** Task **
Please quote only the lines that start at the one with "Task: annotation of the man's nose." and go on to the last line of the data, both ends kept.

(Records excerpted from a collection)
---------------
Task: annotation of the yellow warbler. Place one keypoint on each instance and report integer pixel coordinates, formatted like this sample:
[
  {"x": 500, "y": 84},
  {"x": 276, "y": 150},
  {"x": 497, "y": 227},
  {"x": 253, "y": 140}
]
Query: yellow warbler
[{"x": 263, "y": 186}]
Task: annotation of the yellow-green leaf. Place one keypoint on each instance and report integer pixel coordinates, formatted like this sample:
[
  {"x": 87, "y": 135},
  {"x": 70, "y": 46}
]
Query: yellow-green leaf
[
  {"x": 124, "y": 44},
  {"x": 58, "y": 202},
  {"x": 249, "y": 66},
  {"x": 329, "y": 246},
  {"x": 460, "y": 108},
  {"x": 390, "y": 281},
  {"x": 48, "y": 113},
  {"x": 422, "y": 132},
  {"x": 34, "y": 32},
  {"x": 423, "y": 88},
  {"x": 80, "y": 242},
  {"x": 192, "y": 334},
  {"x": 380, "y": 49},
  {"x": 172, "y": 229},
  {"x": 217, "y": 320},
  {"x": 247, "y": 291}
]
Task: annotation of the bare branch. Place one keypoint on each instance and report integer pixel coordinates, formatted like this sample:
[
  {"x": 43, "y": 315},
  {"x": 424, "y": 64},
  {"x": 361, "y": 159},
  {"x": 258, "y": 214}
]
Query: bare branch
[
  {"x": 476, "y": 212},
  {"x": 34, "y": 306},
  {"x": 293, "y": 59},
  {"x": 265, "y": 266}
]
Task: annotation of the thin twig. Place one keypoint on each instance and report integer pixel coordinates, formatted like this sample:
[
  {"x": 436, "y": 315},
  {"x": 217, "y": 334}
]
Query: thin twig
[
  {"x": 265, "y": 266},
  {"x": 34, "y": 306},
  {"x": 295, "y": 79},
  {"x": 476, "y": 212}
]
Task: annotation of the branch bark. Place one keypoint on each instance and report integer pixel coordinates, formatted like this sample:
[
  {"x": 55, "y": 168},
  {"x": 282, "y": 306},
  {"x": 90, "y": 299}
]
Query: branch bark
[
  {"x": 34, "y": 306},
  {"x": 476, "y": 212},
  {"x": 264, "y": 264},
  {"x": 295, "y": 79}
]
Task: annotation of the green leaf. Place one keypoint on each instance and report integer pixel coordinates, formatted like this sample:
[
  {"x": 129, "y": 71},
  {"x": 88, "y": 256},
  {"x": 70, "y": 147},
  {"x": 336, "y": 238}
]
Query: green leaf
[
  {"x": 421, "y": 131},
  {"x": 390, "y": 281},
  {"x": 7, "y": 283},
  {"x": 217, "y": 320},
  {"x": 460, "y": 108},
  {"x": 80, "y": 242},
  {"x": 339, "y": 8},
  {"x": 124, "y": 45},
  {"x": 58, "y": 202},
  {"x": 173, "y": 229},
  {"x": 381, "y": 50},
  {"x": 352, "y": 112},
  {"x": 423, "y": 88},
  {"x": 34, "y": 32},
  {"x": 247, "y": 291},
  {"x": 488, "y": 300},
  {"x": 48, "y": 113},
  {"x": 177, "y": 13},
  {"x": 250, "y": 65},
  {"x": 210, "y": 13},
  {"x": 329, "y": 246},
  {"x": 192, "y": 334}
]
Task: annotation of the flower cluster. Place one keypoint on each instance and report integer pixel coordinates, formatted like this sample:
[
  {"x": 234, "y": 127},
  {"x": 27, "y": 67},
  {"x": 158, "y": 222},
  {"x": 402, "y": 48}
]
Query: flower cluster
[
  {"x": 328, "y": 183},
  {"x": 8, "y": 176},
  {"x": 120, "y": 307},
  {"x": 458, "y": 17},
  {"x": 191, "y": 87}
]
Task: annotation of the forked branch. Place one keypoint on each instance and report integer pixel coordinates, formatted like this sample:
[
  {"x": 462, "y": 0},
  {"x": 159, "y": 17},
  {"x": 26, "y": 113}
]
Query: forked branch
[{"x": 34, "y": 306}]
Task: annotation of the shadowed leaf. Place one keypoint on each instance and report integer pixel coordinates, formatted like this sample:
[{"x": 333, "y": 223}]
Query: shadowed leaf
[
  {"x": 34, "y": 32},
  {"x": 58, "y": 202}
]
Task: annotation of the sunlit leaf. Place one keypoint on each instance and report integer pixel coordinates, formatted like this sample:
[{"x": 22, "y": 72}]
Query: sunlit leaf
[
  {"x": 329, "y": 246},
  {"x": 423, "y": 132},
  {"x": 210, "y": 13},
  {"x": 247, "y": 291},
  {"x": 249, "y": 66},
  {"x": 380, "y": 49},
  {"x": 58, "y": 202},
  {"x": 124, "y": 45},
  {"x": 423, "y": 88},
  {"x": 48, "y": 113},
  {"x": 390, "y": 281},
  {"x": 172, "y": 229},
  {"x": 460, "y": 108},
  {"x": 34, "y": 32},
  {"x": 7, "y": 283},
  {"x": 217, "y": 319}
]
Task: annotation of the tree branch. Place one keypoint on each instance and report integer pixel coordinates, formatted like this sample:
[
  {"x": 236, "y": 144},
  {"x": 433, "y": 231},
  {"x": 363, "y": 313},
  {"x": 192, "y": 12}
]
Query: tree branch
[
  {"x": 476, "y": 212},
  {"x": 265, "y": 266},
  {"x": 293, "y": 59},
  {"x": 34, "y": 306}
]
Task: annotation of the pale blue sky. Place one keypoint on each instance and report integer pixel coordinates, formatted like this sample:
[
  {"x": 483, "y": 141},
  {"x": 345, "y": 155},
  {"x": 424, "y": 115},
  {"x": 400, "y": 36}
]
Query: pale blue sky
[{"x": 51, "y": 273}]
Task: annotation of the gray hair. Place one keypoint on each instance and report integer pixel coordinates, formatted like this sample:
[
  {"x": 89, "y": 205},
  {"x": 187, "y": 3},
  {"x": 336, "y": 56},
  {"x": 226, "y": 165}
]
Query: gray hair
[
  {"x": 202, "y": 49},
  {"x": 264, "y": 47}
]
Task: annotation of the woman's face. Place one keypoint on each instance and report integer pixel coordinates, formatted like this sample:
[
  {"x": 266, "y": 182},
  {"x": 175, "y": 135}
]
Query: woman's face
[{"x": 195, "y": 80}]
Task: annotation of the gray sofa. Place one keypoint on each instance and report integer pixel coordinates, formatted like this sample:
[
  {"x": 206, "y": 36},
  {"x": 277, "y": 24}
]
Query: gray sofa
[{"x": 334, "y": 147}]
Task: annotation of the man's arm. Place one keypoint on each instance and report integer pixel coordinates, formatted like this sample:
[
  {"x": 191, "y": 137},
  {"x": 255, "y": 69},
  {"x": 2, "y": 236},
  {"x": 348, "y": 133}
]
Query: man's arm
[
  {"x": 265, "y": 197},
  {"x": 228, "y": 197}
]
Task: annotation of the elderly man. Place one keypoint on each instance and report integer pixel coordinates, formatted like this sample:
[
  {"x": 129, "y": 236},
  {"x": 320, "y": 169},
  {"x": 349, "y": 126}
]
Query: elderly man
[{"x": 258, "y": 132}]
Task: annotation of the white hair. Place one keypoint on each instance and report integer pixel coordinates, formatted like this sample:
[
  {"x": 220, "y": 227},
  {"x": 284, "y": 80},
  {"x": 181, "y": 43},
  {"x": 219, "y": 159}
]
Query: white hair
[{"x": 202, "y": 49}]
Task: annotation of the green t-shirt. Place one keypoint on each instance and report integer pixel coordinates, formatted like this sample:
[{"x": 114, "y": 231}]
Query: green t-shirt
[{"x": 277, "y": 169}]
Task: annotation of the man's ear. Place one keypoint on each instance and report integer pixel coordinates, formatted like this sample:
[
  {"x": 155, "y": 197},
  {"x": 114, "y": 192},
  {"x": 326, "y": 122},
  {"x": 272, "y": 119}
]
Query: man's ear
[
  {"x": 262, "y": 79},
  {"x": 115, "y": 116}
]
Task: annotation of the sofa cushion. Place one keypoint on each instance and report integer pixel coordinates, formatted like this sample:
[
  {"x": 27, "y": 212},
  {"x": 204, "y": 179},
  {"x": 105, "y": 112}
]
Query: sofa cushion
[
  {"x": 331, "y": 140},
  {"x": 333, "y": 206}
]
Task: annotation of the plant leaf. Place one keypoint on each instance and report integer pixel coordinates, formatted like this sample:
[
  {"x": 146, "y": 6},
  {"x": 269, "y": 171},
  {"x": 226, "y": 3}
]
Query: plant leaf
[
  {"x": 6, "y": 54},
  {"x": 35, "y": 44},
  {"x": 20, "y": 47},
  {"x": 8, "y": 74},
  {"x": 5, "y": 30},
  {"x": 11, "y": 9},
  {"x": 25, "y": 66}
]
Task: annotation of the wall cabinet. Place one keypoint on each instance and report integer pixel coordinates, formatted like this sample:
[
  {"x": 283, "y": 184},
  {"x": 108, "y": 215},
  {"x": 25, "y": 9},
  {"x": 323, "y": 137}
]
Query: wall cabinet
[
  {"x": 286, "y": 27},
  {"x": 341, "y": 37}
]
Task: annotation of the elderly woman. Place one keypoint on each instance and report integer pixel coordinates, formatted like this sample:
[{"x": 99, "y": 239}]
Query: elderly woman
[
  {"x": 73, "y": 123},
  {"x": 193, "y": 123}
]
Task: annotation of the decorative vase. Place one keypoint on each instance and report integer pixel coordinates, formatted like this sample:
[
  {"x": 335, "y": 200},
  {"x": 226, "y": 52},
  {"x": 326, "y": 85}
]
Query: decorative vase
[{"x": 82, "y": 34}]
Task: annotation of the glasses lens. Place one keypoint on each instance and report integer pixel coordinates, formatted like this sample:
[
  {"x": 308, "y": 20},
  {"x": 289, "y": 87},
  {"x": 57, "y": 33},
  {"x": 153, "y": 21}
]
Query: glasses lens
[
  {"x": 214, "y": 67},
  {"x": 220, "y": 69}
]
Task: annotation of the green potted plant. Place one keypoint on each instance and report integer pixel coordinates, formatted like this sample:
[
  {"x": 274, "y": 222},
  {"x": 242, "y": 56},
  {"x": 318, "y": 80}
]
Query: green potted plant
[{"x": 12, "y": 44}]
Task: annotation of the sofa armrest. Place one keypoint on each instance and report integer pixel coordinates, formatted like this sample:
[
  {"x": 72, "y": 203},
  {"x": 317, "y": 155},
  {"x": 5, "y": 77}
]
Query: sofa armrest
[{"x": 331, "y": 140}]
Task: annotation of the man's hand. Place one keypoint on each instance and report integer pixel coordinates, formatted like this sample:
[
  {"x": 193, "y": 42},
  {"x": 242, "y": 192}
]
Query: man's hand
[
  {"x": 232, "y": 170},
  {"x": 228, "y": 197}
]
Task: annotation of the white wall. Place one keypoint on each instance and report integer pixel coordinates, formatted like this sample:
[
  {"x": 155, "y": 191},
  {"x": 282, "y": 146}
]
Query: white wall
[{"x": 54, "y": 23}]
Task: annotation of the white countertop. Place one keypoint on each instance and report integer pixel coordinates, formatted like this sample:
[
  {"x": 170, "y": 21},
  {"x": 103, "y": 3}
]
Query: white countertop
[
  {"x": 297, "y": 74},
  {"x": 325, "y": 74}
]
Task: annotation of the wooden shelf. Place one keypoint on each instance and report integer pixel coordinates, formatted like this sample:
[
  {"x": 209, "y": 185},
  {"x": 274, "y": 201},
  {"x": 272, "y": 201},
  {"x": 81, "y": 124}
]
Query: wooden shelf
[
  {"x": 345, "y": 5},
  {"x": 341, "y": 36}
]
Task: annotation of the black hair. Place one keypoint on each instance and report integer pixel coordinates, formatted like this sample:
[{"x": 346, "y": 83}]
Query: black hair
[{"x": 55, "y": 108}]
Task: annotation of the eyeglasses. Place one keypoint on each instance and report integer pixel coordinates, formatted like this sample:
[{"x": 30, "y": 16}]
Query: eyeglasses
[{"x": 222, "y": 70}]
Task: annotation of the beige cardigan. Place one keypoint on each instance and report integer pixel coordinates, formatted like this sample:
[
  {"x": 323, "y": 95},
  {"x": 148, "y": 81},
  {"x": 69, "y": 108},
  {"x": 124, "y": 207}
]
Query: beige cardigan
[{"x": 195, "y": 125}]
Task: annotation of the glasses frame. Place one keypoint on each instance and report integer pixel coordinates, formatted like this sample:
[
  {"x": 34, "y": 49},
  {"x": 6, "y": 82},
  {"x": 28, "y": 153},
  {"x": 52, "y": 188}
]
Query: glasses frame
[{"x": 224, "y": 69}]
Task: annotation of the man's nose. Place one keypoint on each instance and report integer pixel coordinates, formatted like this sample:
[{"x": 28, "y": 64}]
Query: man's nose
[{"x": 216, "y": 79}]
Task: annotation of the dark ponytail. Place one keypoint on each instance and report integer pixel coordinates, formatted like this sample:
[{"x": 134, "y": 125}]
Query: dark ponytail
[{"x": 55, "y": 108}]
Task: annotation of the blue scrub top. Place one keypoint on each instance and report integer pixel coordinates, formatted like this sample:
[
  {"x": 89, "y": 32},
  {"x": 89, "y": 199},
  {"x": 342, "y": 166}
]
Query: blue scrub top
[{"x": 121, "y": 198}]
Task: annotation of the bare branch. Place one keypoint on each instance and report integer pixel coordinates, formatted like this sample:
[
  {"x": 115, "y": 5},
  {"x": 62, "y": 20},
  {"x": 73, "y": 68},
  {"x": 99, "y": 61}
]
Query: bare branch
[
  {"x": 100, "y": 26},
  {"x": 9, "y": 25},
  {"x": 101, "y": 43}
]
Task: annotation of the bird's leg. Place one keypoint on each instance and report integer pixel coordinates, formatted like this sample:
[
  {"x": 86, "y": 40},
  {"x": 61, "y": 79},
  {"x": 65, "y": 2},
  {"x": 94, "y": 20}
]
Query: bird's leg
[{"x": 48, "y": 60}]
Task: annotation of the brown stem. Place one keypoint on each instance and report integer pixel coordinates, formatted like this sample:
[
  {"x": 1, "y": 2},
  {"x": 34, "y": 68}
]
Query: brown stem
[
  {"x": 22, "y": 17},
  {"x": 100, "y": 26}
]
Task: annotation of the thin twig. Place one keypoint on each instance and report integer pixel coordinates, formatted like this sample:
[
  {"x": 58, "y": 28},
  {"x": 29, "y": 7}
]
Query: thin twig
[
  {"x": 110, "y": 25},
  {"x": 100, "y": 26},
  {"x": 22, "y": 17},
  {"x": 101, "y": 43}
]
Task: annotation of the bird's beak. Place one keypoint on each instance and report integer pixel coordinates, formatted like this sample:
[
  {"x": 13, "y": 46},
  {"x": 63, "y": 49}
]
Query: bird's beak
---------------
** Solution below **
Task: annotation of the man's nose. Place one keypoint on each instance and report integer pixel coordinates, formatted like this sample:
[{"x": 28, "y": 64}]
Query: man's nose
[{"x": 216, "y": 79}]
Task: annotation of the dark ponytail. Place one keypoint on each instance and report integer pixel coordinates, formatted like this sample:
[{"x": 134, "y": 125}]
Query: dark ponytail
[{"x": 55, "y": 108}]
Task: annotation of the blue scrub top. Place one keypoint on each instance and report integer pixel coordinates, formatted like this sample:
[
  {"x": 89, "y": 32},
  {"x": 89, "y": 199},
  {"x": 342, "y": 166}
]
Query: blue scrub top
[{"x": 121, "y": 198}]
Task: annotation of the bare branch. Place one keypoint on each instance and report integer pixel coordinates, formatted like this sample:
[
  {"x": 115, "y": 5},
  {"x": 62, "y": 20},
  {"x": 73, "y": 68},
  {"x": 99, "y": 61}
]
Query: bare branch
[
  {"x": 100, "y": 26},
  {"x": 9, "y": 25},
  {"x": 101, "y": 43}
]
Task: annotation of the bird's leg. Place one keypoint on each instance and report integer pixel coordinates, formatted like this sample:
[
  {"x": 86, "y": 40},
  {"x": 61, "y": 79},
  {"x": 65, "y": 2},
  {"x": 94, "y": 20}
]
Query: bird's leg
[{"x": 48, "y": 60}]
Task: annotation of the brown stem. Place one keypoint on each instance and report integer pixel coordinates, formatted like this sample:
[
  {"x": 1, "y": 2},
  {"x": 34, "y": 68}
]
Query: brown stem
[
  {"x": 22, "y": 17},
  {"x": 100, "y": 26}
]
Task: annotation of the thin twig. Place one keypoint on each instance and report integer pixel coordinates, formatted like this sample:
[
  {"x": 58, "y": 28},
  {"x": 29, "y": 7}
]
Query: thin twig
[
  {"x": 110, "y": 25},
  {"x": 100, "y": 26},
  {"x": 22, "y": 17},
  {"x": 101, "y": 43}
]
Task: annotation of the bird's beak. Place one keypoint on each instance and report integer pixel coordinates, formatted like this sample:
[
  {"x": 13, "y": 46},
  {"x": 63, "y": 49}
]
Query: bird's beak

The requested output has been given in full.